**Görev A**: Maden suyu üzerine olan metinde tamamı büyük harfle yazılmış başlıkları, metindeki sırayla alt alta yazın.
**Görev B**:
Maden suyu üzerine olan metne bakarak aşağıdaki soruları kısaca cevaplayın:
(i) Kızıl'a göre maden suları magnezyum sayesinde nelere iyi gelir?
(ii) Dünyada ve Avrupa'da maden suyunun mineral yapısı kaç mg arasında değişiyor?
(iii) Kızıl'a göre sektörün uluslararası rekabet gücü neyle artırılabilir?

**Çıkarılan Metin**:

..........

ÜLKEMİZİN BİNLERCE YILLIK DOĞAL ŞİFA KAYNAĞI
Kızıl, maden suyunun doğasını ve faydalarını şu sözlerle anlattı:
"Maden suyu, onlarca yıl yeryüzünün altında dolaşarak kayalardan mineralleri toplayan ve bizim için yeryüzüne çıkan en sağlıklı soğuk içeceklerden biridir. Eğer sıcak şekilde çıkarsa termal sularda olduğu gibi başka bir kullanım alanına dönüşür. Maden suları magnezyum içeriği sayesinde kalbe ve sindirime faydalıdır. Bu özellikleriyle gün içinde tüketilmesi gereken bir doğa mucizesidir."
"MADEN SULARIMIZ AVRUPA'DAKİLERE KIYASLA DAHA YÜKSEK MİNERAL DEĞERİNE SAHİP"
Avrupa ile kıyaslandığında Türkiye'nin maden suyu kaynaklarının daha zengin olduğunu belirten Kızıl, "Dünyada ve Avrupa'da maden suyunun mineral yapısı genellikle 500 ila 1000 mg arasında değişiyor. Ancak Türkiye'de sahip olduğumuz maden sularının mineral değeri 1000 ila 3000 mg arasında. Bu, Avrupa'daki maden sularından çok daha kaliteli kaynaklara sahip olduğumuzu gösteriyor" dedi.
Kızıl, Türkiye'de maden suyunun sadece yemek sonrası değil, gün boyunca içilmesi gerektiğini ifade ederek, "Avrupa'da insanlar gün boyu maden suyu tüketiyor. Bizim de bu alışkanlığı edinmemiz lazım. Çünkü maden suyu uzun bir ömür için gerekli mineralleri içeriyor. Bu konuda toplumsal farkındalık yaratmak çok önemli" dedi.
"DOĞRU STRATEJİLERLE ULUSLARARASI BÜYÜME MÜMKÜN"
Türkiye'nin maden suyu sektöründe uluslararası arenadaki konumuna da değinen Kızıl, "Maden suyu sektörü her geçen gün büyüyor. Ancak katma değeri artırmak için daha fazla çaba gerekiyor. Doğru ambalaj ve pazarlama stratejileri ile sektörün uluslararası rekabet gücünü artırabiliriz. Türkiye, sahip olduğu doğal kaynaklarla dünyada bu alanda çok daha güçlü bir yere gelebilir" dedi.

..........

**Verilen Malzeme**:
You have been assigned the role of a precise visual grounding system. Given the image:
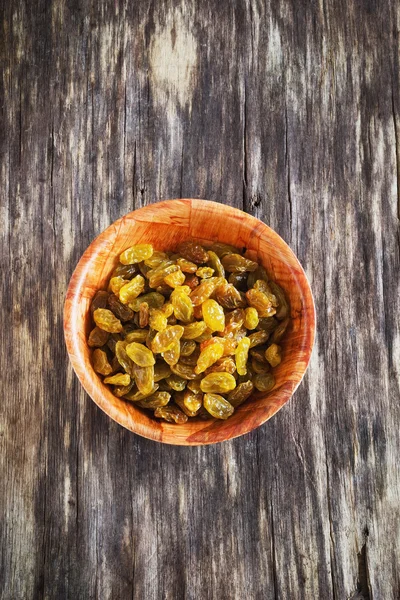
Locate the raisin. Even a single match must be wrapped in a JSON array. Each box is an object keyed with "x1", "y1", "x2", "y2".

..........

**Tamamlanmış Yanıt A**:
ÜLKEMİZİN BİNLERCE YILLIK DOĞAL ŞİFA KAYNAĞI
MADEN SULARIMIZ AVRUPA'DAKİLERE KIYASLA DAHA YÜKSEK MİNERAL DEĞERİNE SAHİP
DOĞRU STRATEJİLERLE ULUSLARARASI BÜYÜME MÜMKÜN

**Tamamlanmış Yanıt B**:
(i) Kalbe ve sindirime.
(ii) 500 ila 1000 mg arasında.
(iii) Doğru ambalaj ve pazarlama stratejileriyle.